### Text ###

We will hold HHKB Programming Contest 2025(AtCoder Beginner Contest 388).
- Contest URL: https://atcoder.jp/contests/abc388
- Start Time: http://www.timeanddate.com/worldclock/fixedtime.html?iso=20250111T2100&p1=248
- Duration: 100 minutes
- Writer: MMNMM, cn449, physics0523
- Tester: sotanishy, toam
- Rated range: ~ 1999
- The point values: 100-200-300-400-450-550-575
We are looking forward to your participation!
First**
How to turn off the sound on contest page?
I just refreshed the page and it turned off
Not working for me.I moved to the japanese version and pause the youtube video there and reverted back to english version,no sound now.
Mute PC:) or you can mute google chrome or any browser by (win+G)->Audio. i don't know about macbook.
what sound?
Hope to get 900
Cake walk A-E.
Give a thumbs up to ABC this time! The question is very concise.
I think D is much harder then E.
Why D and E giving TLE and RE tried using difference array and BFS technique. BFS tried to optimize using DP but failed, why man ?
Ask after contest end.
Difference array is suffice to get AC and E is too cute to talk now
D was really educational on how to use Difference Array Dynamically with prefix sums which something i never encountered
Kindly share your approach in Problem D and E.
For D each person will have to give something to next indices and he will be getting something from the previous indices
the amount he will give will be give=min(arr[i],n-i-1) and add "1" in the range (i+1,i+give) and after that each time you have to update your new value based on your previous congratulatory gift and with this new value repeat the above process
for range adding use Difference Array and for updating the new value based on previous congratulatory gift use prefix sums
below is my implementation https://atcoder.jp/contests/abc388/submissions/61606087
I have a better approach for D, maintain a multiset which will contain indices till which a particular guy can distribute his stones once he is adult.
So if i am at an indice i: i first keep popping of indices from mutliset until ms.begin()>=i, after which the total stones ith guy has: ms.size()+what he started with, now you find until what indice he can distri a stone: min(n-1,total stones), and push that index in multiset.
it was kinda an event based approach.

### Entries supplied ###

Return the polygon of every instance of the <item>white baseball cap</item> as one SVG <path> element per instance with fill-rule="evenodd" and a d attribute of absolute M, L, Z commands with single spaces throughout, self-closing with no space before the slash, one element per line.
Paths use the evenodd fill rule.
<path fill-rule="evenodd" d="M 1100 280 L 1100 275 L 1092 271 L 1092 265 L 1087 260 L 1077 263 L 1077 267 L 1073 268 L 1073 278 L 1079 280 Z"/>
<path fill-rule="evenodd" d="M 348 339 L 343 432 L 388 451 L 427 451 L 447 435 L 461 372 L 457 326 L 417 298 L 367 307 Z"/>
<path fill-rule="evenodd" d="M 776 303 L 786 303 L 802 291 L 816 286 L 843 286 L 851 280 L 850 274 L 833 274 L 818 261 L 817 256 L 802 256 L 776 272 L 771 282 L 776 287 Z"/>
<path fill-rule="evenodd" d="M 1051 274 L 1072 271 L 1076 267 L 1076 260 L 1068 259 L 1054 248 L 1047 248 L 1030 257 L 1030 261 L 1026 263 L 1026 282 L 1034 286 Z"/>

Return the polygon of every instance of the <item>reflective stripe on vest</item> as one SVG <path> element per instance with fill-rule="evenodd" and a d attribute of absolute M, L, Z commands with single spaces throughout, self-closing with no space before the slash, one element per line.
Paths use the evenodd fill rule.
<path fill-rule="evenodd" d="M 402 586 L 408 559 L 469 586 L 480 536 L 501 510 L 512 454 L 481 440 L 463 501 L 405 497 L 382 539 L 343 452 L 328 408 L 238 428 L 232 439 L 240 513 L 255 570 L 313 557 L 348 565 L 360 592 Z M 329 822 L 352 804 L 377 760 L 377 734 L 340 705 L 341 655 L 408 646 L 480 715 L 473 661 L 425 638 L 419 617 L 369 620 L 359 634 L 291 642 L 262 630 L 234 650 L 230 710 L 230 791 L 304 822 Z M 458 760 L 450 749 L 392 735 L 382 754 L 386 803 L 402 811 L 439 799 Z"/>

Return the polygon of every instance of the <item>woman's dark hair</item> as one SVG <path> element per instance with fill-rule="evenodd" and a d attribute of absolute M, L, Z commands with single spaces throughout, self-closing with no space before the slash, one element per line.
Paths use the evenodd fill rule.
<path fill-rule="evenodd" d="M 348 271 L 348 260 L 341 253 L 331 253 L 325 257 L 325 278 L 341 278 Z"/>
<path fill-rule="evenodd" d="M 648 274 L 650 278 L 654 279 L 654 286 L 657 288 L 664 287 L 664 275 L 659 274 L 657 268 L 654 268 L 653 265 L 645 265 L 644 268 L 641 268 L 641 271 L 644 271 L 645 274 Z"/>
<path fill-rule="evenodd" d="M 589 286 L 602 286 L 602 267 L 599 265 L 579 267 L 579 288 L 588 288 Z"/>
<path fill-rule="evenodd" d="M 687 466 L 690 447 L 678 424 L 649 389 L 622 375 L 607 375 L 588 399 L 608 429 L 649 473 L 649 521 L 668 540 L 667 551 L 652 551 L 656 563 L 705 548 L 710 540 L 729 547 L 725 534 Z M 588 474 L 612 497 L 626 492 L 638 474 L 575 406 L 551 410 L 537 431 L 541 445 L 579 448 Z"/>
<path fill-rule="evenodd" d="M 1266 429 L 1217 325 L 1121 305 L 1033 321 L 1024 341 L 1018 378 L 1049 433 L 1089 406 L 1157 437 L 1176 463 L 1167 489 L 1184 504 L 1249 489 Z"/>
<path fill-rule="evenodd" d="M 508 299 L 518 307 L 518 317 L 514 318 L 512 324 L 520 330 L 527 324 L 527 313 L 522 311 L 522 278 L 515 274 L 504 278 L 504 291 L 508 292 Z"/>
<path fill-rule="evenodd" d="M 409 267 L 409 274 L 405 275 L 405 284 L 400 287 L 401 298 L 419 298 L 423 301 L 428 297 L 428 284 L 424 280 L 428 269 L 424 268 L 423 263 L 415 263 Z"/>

###
### Entries supplied ###

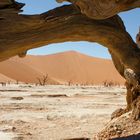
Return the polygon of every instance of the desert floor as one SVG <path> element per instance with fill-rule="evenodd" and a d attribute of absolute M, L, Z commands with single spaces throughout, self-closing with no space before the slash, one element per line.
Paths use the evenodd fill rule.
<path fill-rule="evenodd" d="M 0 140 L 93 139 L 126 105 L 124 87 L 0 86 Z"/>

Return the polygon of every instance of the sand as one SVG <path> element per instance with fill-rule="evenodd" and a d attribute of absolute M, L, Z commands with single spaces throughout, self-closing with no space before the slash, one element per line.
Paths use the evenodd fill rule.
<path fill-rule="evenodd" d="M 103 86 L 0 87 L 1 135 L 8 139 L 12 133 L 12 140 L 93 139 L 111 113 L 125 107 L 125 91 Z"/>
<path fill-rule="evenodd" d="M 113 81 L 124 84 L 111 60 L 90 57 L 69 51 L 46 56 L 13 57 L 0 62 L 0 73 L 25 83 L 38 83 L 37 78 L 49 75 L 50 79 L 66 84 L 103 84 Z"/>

###

Objective 1
List every username that the HHKB Programming Contest 2025 announcement above names as a writer or tester of the contest.
Objective 2
Extend the HHKB Programming Contest 2025 discussion thread beyond its last post.

Output 1
MMNMM, cn449, physics0523, sotanishy, toam

Output 2
can you share you code?
https://atcoder.jp/contests/abc388/submissions/61567810
Only $$$8$$$ contestants solved all the problems without any penalties. The symbol $$$\color{red}{(x)}$$$ is almost everywhere!
How to do E? welp
Binary search for the answer
Can you explain your approach?
Assume some m <= n//2. Check if first m elements can be mapped with last m elements of the given array. If yes, k should be >= m. Else k should be < m. Binary search for the maximum m.
how would you pair the elements optimally for any given m? For example for 2 4 5 9 the matching is weird.
You only have to map the first m elements with the last m elements in order. If (i, j) is a valid pair, then (i, j + 1) is also a valid pair.
start from pairing the middle one to the smallest one and keep on doing this
I did it with Binary Search, just search for the maximum length of prefix and suffix for which the condition holds
Can you explain the pairing algo for a given prefix and suffix length
if you have fixed a length (lets say m) then we will try to pair similar type of elements from the prefix and suffix i.e maximum of prefix (MaxP) with maximum of suffix (MaxS) ..and so on. this works because lets say 2*MaxP > MaxS, then there is no way that another element from suffix could support MaxP.
Use two pointer.
E is too easy for E and the difficulty gap between E and F is not reflected in the point value at all. F is a great task btw.
Can you explain E?
Binary search the answer. To construct x double-cakes greedily take first smallest cakes for the top part and x largest cakes for the bottom part.
I tried greedy by iterating from left to right and using a multiset ,if for any index j, the smallest element in multiset satisfies the condition i just pair them up.I had the idea to binary search but then why not greedy? So can you tell me why binary search if we need to just pair them up greedily?
Try this example: 1 3 5 9. Greedily pairing 1 and 3 does not give optimal answer.
Can you explain your approach?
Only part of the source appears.